Abdul Samad Isyaku Rabiu  (born 4 August 1960) is a Nigerian billionaire businessman and philanthropist. His late father, Khalifah Isyaku Rabiu, was one of Nigeria's foremost industrialists in the 1970s and 1980s. Abdul Samad is the founder and chairman of BUA Group, a Nigerian conglomerate concentrating on manufacturing, infrastructure and agriculture and producing a revenue in excess of $2.5 billion. He is also the chairman of the Nigerian Bank of Industry (BOI).

On 7 July 2020, Forbes estimated Rabiu's wealth at $3.2 billion, putting him 716th in the global billionaire's club. In January 2022, he was reported to be the second richest man in Nigeria. In April 2022 he was reported to be the fifth-richest man in Africa, with a net worth of $6.7 billion. In January 2023, Rabiu was reported to have become the 4th richest man in Africa.

Early life 

Abdul Samad Rabiu was born and raised in Kano in the north-western part of Nigeria. He attended Capital University in Columbus, Ohio and returned to Nigeria at the age of 24 to oversee the family business. This was when his father Isyaku Rabiu was being detained by the administration of General Muhammadu Buhari for allegedly not paying rice import duties.

Business 

Abdul Samad Rabiu established BUA International Limited in 1988 for the sole purpose of commodity trading. The company imported rice, edible oil, flour, and iron and steel.

**Records excerpted from a collection:**
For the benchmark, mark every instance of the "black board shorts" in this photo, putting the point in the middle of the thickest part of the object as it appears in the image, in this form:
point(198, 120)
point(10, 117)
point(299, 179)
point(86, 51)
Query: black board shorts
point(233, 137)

**Required work:** In what year did Abdul Samad Rabiu establish BUA International Limited, according to the text about him, and for what sole purpose?

**Worked solution:** He established it in 1988 for the sole purpose of commodity trading.